■ **Source**
"""

# Spring Projects Done.



## Tatunka (Feb 14, 2012)

Just got finished with my spring project list on my 2013 301BQ and thought I would share so if anyone was thinking of doing one of these items they could ask questions. Most are simple, sometimes time consuming projects.

The List:

Suspension upgraded to a Mor/ryde IS system with Kodiak Disc Brakes and new tires









2-6v Golf Cart batteries in a box









Upgraded the running and tail lights to LEDs

















Added a set of reverse lights









More below


----------



## Justman (Jul 22, 2006)

Wow! You did more on your spring projects list than I've done on my camper period!


----------



## CamperAndy (Aug 26, 2004)

Do you have pictures, costs or other details on the disc brake upgrade?


----------



## Tatunka (Feb 14, 2012)

Here is some more with pics

Replaced interior lights with LEDs

















Changed all vent covers to adjustable vents to better regulate the A/C air flow









Added an adjustable vent in the bed room









Added heat and adjustable vent in the bathroom









Upgraded kitchen faucet









Fixed the stove fan/vent so that it vents outside instead of just recirculating

















Added Voltmeter









Replaced the bumper caps (one was missing and the other was taped to hold it in)
Sealed the furnace air exchanger and ducts
Taped and sealed the A/C unit and ducts

Then I waxed her and had a beer or two.


----------



## Tatunka (Feb 14, 2012)

CamperAndy said:


> Do you have pictures, costs or other details on the disc brake upgrade?

"""

■ **Requirements**
**1)** Summarize the spring projects thread in two sentences.
**2)** Copy the spring projects thread word for word, starting with "Replaced the bumper" and going on through "beer or two.".
Rely only on the spring projects thread.

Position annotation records

"""

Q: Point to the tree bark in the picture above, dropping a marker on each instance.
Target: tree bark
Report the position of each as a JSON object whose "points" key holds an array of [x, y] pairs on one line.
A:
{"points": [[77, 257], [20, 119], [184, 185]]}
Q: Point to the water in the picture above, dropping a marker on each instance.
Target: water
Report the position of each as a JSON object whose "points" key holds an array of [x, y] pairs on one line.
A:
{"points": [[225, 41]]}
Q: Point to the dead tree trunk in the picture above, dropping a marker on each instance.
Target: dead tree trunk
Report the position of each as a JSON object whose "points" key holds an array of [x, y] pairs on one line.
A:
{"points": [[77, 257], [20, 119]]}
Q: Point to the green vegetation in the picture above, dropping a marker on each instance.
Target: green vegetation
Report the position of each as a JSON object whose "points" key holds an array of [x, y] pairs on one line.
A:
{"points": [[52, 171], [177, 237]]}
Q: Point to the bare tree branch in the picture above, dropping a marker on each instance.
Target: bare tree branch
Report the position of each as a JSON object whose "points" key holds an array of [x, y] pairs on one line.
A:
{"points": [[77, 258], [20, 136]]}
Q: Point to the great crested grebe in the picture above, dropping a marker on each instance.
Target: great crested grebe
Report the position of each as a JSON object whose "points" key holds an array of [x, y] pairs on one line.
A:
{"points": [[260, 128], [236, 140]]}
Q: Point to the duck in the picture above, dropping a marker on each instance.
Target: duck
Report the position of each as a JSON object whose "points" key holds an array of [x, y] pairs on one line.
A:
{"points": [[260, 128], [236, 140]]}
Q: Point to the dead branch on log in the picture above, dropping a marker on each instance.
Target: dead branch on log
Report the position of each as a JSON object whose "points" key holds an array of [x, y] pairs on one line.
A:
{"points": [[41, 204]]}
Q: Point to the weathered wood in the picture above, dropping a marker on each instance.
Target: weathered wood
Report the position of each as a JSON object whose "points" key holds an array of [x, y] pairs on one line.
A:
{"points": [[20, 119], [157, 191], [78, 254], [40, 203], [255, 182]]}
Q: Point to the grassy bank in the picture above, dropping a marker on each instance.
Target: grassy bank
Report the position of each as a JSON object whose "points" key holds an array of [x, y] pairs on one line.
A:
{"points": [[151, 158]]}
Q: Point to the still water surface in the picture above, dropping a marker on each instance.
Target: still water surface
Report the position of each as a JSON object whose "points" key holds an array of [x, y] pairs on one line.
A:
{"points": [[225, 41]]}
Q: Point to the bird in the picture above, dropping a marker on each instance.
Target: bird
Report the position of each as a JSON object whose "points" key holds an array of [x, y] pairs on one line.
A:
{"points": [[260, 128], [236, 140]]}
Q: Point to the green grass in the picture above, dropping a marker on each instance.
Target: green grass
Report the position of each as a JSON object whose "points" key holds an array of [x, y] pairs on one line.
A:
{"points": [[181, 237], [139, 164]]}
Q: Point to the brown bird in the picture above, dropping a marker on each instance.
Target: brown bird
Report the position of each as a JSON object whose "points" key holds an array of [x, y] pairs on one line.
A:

"""

■ **Results**
**1)** A forum member lists the spring projects finished on a 2013 301BQ, including a Mor/ryde IS suspension with Kodiak disc brakes and new tires, two 6-volt golf cart batteries in a box, LED running, tail and interior lights, reverse lights, adjustable vents, added bathroom heat, an upgraded kitchen faucet, a stove fan that vents outside, a voltmeter, replaced bumper caps, and sealed furnace and A/C ducts. Another member asks for pictures, costs or other details on the disc brake upgrade.

**2)**
Replaced the bumper caps (one was missing and the other was taped to hold it in)
Sealed the furnace air exchanger and ducts
Taped and sealed the A/C unit and ducts

Then I waxed her and had a beer or two.